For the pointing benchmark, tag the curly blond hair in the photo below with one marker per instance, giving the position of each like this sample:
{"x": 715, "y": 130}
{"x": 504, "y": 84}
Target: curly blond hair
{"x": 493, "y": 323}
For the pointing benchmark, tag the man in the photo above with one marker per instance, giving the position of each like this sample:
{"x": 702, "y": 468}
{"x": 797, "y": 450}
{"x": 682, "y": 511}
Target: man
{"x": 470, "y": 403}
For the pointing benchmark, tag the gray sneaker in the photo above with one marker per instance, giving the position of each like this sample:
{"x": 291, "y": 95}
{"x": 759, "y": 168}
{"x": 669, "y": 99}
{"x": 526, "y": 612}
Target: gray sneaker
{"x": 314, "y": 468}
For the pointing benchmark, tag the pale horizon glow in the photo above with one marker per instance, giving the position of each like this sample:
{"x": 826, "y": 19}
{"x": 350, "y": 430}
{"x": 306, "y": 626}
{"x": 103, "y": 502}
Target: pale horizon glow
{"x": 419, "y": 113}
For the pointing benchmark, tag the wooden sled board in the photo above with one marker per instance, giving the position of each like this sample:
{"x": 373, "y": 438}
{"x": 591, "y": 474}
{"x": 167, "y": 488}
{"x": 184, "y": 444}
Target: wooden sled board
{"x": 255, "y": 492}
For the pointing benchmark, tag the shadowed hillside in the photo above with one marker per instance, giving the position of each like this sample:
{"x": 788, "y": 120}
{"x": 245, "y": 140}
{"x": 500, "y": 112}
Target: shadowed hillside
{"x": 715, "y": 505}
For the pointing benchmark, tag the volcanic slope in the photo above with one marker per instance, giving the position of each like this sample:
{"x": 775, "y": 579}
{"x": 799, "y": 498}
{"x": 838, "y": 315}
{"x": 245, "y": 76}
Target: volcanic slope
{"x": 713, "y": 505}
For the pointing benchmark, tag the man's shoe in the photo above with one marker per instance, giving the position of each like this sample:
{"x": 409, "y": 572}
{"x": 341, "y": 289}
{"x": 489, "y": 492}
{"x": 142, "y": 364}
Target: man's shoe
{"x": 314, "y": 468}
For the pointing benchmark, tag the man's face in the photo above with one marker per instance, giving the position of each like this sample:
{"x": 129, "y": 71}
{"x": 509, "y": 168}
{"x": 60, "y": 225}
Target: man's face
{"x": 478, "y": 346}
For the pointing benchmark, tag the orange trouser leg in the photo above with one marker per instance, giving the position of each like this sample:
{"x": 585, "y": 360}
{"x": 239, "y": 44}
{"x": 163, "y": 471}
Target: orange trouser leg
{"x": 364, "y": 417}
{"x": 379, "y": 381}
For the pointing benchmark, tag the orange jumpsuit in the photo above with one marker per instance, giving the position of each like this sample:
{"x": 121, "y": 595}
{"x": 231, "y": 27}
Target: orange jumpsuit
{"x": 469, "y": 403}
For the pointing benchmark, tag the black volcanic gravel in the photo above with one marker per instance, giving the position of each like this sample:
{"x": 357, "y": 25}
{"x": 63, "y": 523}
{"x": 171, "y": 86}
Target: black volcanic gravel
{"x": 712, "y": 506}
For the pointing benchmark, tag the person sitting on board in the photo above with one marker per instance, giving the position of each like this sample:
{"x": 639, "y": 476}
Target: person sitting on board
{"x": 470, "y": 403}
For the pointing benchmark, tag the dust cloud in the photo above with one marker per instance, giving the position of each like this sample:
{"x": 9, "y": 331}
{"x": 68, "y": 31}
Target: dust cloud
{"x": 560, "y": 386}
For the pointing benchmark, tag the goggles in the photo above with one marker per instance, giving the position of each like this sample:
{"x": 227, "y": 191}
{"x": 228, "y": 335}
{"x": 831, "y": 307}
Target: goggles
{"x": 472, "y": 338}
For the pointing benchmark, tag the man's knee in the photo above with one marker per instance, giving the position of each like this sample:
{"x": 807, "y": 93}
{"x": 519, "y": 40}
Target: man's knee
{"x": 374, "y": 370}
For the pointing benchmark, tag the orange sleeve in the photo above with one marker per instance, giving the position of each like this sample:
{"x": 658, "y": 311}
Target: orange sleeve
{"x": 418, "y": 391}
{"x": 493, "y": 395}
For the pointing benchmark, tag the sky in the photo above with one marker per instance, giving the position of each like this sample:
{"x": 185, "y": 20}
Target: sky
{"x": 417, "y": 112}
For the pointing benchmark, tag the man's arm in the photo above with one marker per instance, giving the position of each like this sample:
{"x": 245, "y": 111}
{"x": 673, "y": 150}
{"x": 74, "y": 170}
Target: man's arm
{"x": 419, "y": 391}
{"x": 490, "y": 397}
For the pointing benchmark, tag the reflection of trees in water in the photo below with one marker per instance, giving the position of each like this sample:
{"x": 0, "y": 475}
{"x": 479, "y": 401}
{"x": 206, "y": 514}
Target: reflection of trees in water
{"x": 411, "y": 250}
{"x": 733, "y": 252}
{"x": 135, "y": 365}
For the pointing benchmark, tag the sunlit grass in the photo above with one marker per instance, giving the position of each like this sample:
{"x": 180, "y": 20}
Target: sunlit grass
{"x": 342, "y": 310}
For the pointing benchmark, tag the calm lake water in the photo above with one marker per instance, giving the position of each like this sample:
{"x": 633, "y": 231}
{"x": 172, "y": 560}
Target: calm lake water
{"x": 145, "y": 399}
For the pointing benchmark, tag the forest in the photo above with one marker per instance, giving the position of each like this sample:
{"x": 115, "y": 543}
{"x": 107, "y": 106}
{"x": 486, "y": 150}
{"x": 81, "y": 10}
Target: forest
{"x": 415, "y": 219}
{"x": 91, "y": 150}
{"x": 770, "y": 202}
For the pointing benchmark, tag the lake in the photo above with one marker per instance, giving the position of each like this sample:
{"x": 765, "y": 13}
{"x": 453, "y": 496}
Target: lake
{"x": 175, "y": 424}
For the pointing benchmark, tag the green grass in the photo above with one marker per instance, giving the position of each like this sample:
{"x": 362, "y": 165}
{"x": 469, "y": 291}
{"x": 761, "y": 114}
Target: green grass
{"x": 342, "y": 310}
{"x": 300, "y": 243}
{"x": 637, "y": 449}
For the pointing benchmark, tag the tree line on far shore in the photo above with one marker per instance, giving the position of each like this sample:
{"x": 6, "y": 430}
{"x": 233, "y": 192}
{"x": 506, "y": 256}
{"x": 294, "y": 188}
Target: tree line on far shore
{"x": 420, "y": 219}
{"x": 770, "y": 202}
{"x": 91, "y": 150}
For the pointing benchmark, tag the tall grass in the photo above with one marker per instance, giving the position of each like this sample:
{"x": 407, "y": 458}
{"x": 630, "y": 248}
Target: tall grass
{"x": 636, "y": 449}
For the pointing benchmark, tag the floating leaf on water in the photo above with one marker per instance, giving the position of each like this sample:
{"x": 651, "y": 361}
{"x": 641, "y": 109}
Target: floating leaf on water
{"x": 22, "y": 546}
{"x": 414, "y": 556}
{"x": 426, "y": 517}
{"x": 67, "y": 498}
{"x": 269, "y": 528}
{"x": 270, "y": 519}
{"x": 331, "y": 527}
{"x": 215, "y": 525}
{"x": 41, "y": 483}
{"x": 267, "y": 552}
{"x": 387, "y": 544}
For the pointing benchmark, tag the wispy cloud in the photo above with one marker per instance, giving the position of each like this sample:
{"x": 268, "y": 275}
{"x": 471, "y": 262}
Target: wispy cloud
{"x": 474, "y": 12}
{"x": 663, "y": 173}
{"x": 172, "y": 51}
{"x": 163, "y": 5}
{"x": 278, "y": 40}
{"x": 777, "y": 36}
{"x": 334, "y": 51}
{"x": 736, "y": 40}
+-------+
Exactly as they are written, print the entries again.

WRITTEN RESPONSE:
For the pointing benchmark, tag the curly blond hair in the photo below with one marker per instance, giving the position of each like this sample:
{"x": 715, "y": 130}
{"x": 504, "y": 84}
Target: curly blond hair
{"x": 493, "y": 323}
For the pointing benchmark, tag the man in the photo above with one marker per instance, giving the position of each like this sample:
{"x": 702, "y": 468}
{"x": 797, "y": 450}
{"x": 682, "y": 511}
Target: man
{"x": 470, "y": 403}
For the pointing benchmark, tag the gray sneaker in the photo above with one marker per instance, giving the position of each like this sample:
{"x": 291, "y": 95}
{"x": 759, "y": 168}
{"x": 669, "y": 99}
{"x": 526, "y": 612}
Target: gray sneaker
{"x": 314, "y": 468}
For the pointing benchmark, tag the pale horizon glow in the photo above with one marker per instance, giving the position of each like this sample:
{"x": 826, "y": 19}
{"x": 350, "y": 430}
{"x": 306, "y": 626}
{"x": 103, "y": 502}
Target: pale horizon glow
{"x": 419, "y": 113}
For the pointing benchmark, tag the wooden sled board in the photo above with one marker per instance, giving the position of each like this sample:
{"x": 373, "y": 438}
{"x": 591, "y": 474}
{"x": 167, "y": 488}
{"x": 184, "y": 444}
Target: wooden sled board
{"x": 255, "y": 492}
For the pointing benchmark, tag the shadowed hillside in the photo above with one marker per instance, giving the position of each like this sample:
{"x": 788, "y": 120}
{"x": 245, "y": 140}
{"x": 500, "y": 112}
Target: shadowed hillside
{"x": 715, "y": 505}
For the pointing benchmark, tag the volcanic slope in the photo above with one marker per instance, giving the position of each like this sample:
{"x": 775, "y": 579}
{"x": 799, "y": 498}
{"x": 838, "y": 315}
{"x": 245, "y": 76}
Target: volcanic slope
{"x": 713, "y": 505}
For the pointing benchmark, tag the man's shoe in the photo above with one marker per instance, giving the position of each like this sample:
{"x": 409, "y": 572}
{"x": 341, "y": 289}
{"x": 489, "y": 492}
{"x": 142, "y": 364}
Target: man's shoe
{"x": 314, "y": 468}
For the pointing benchmark, tag the man's face in the photo above with one marker per instance, giving the position of each like this sample:
{"x": 129, "y": 71}
{"x": 509, "y": 168}
{"x": 60, "y": 225}
Target: man's face
{"x": 478, "y": 346}
For the pointing benchmark, tag the orange trouser leg in the photo above with one marker per instance, giving the position of each like this sample:
{"x": 585, "y": 360}
{"x": 239, "y": 44}
{"x": 163, "y": 471}
Target: orange trouser leg
{"x": 364, "y": 417}
{"x": 379, "y": 381}
For the pointing benchmark, tag the orange jumpsuit in the photo above with one marker per instance, giving the position of each like this sample:
{"x": 121, "y": 595}
{"x": 231, "y": 27}
Target: orange jumpsuit
{"x": 469, "y": 403}
For the pointing benchmark, tag the black volcanic gravel in the photo above with one marker per instance, giving the position of each like this sample:
{"x": 357, "y": 25}
{"x": 63, "y": 523}
{"x": 171, "y": 86}
Target: black volcanic gravel
{"x": 712, "y": 506}
For the pointing benchmark, tag the person sitting on board in the photo above with one marker per instance, giving the position of each like this sample:
{"x": 639, "y": 476}
Target: person sitting on board
{"x": 470, "y": 403}
For the pointing benchmark, tag the dust cloud in the photo above with one marker per instance, giving the position of each like this sample:
{"x": 9, "y": 331}
{"x": 68, "y": 31}
Target: dust cloud
{"x": 560, "y": 386}
For the pointing benchmark, tag the goggles in the photo above with one marker per instance, giving the position of each like this sample:
{"x": 227, "y": 191}
{"x": 228, "y": 335}
{"x": 831, "y": 307}
Target: goggles
{"x": 472, "y": 338}
For the pointing benchmark, tag the man's knee in the photo above with one marker per instance, giving the position of each like this sample:
{"x": 807, "y": 93}
{"x": 519, "y": 40}
Target: man's knee
{"x": 374, "y": 370}
For the pointing benchmark, tag the orange sleeve in the photo above with one marker per instance, giving the position of each like this sample:
{"x": 658, "y": 311}
Target: orange sleeve
{"x": 418, "y": 391}
{"x": 493, "y": 395}
For the pointing benchmark, tag the sky in the photo above with one marker per instance, giving the position of each like this sample:
{"x": 185, "y": 20}
Target: sky
{"x": 417, "y": 112}
For the pointing benchmark, tag the man's arm in the photo above with one marker per instance, giving the position of each like this sample:
{"x": 245, "y": 111}
{"x": 673, "y": 150}
{"x": 74, "y": 170}
Target: man's arm
{"x": 419, "y": 391}
{"x": 490, "y": 397}
For the pointing benchmark, tag the reflection of trees in water in the photo below with one marker per instance, giving the position of each like this sample:
{"x": 0, "y": 475}
{"x": 479, "y": 401}
{"x": 206, "y": 514}
Target: reflection of trees in water
{"x": 411, "y": 250}
{"x": 733, "y": 252}
{"x": 135, "y": 365}
For the pointing benchmark, tag the sunlit grass in the photo above with one marker per instance, giving the position of each like this sample:
{"x": 180, "y": 20}
Target: sunlit grass
{"x": 342, "y": 310}
For the pointing benchmark, tag the calm lake water in the photo above with one marker per instance, giving the position of each like this sample:
{"x": 633, "y": 231}
{"x": 172, "y": 560}
Target: calm lake water
{"x": 145, "y": 399}
For the pointing benchmark, tag the forest in the photo above with one marker per instance, giving the position of each like this sample:
{"x": 115, "y": 543}
{"x": 107, "y": 106}
{"x": 486, "y": 150}
{"x": 81, "y": 10}
Target: forest
{"x": 415, "y": 219}
{"x": 91, "y": 150}
{"x": 770, "y": 202}
For the pointing benchmark, tag the lake in the photo above with one marker per instance, giving the position of each like this sample:
{"x": 765, "y": 13}
{"x": 453, "y": 496}
Target: lake
{"x": 175, "y": 424}
For the pointing benchmark, tag the green grass in the photo above with one marker per instance, giving the position of each like this sample:
{"x": 362, "y": 165}
{"x": 469, "y": 291}
{"x": 761, "y": 114}
Target: green grass
{"x": 342, "y": 310}
{"x": 300, "y": 243}
{"x": 637, "y": 449}
For the pointing benchmark, tag the tree line on far shore in the photo above with one marker per instance, giving the position of each like this sample:
{"x": 6, "y": 430}
{"x": 233, "y": 192}
{"x": 506, "y": 256}
{"x": 294, "y": 188}
Target: tree line on far shore
{"x": 420, "y": 219}
{"x": 770, "y": 202}
{"x": 91, "y": 150}
For the pointing benchmark, tag the tall grass in the photo above with one marker per instance, giving the position of each like this sample:
{"x": 407, "y": 458}
{"x": 630, "y": 248}
Target: tall grass
{"x": 636, "y": 449}
For the pointing benchmark, tag the floating leaf on water in the photo above with one marker per instance, giving the position of each like this sample:
{"x": 651, "y": 361}
{"x": 641, "y": 109}
Target: floating leaf on water
{"x": 22, "y": 546}
{"x": 414, "y": 556}
{"x": 426, "y": 517}
{"x": 67, "y": 498}
{"x": 269, "y": 528}
{"x": 270, "y": 519}
{"x": 331, "y": 527}
{"x": 215, "y": 525}
{"x": 41, "y": 483}
{"x": 267, "y": 552}
{"x": 387, "y": 544}
For the pointing benchmark, tag the wispy cloud in the photo above with one marker per instance, giving the position of each like this sample:
{"x": 268, "y": 275}
{"x": 471, "y": 262}
Target: wispy cloud
{"x": 474, "y": 12}
{"x": 663, "y": 173}
{"x": 172, "y": 51}
{"x": 163, "y": 5}
{"x": 278, "y": 40}
{"x": 777, "y": 36}
{"x": 334, "y": 51}
{"x": 736, "y": 40}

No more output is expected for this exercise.